→ Text
----------------
Odessa, Texas 79763


The objective of this study is to compare scalpel vs. diathermy in abdominal wall incision in pregnant patients undergoing repeat elective cesarean delivery.

Study summary:

It is hypothesized that wall incisions made by diathermy compared to scalpel during repeat cesarean delivery will have less incision time, as well as less blood loss. A second hypothesis is that the use of diathermy, compared with scalpel will not increase in post-operative pain. 1. This is a randomized prospective study in women undergoing elective repeat cesarean delivery at Medical Center Hospital in Odessa Texas. 2. Women undergoing cesarean delivery will be randomized into two groups: One group will undergo diathermy to incise the entire abdominal wall ,which includes skin, subcutaneous tissue, rectus muscle until the peritoneal cavity is visible. On the other group scalpel will be used to achieve the same aim. 3. A standardized abdominal wall incision will be made with either diathermy in cut mode or scalpel. Diathermy will be set in a cut mode with standard setting as per surgeons preference. All patients in the study will get standard skin incision in terms of length and depth which will be marked by a ruler. 4. Incision time ( measured in minutes and seconds with stop watch) and amount of bleeding will be measured. Blood loss will be calculated by weighing (in grams) the "used" lap sponges and comparing this to the weight (in grams0 of "fresh" lap sponges. 5. Post-operative pain will be measured by a Visual Analogue Scale (VAS). Measurements will be taken at 6:00 to 7:00 AM from post -op day 1 until hospital discharge.
----------------
→ Dataset extract
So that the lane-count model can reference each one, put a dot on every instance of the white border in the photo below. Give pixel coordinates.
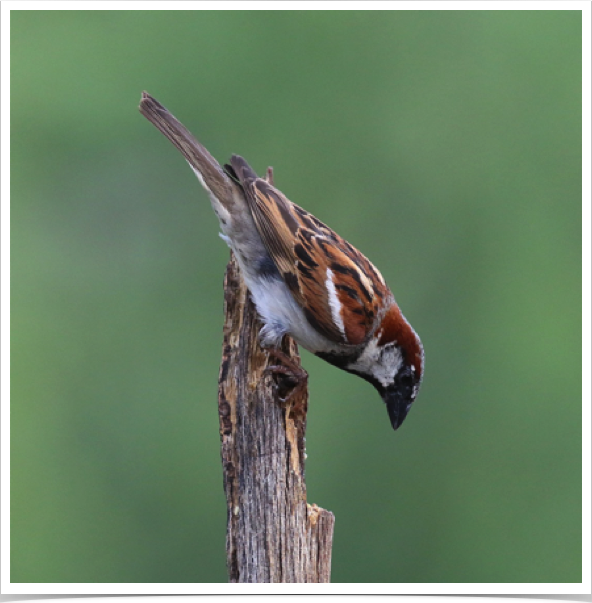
(147, 588)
----------------
→ Problems and tasks
1) Render this sentence from the cesarean study summary in Spanish: "Post-operative pain will be measured by a Visual Analogue Scale (VAS)."
2) According to the cesarean study summary, at which hospital will the study take place?
3) Extend the summary of the scalpel-versus-diathermy cesarean study past its final sentence.
The data was drawn from a different source than the study summary.

→ Answers below
1) El dolor posoperatorio se medirá mediante una Escala Visual Analógica (VAS).

2) Medical Center Hospital in Odessa, Texas.

3)
Inclusion Criteria: - Multiparous pregnant women 18 - 45 years. - Gestational ages 37 weeks to 41 weeks, - Undergoing repeat elective or repeat emergency cesarean deliveries. Exclusion Criteria: - Informed consent can't be obtained in a manner that allows for no impression of undue influence/pressure or sufficient time for patient to consider participation. - Primary Cesarean deliveries - as these can bias the selection. - Skin conditions such as infections, psoriasis, and eczema.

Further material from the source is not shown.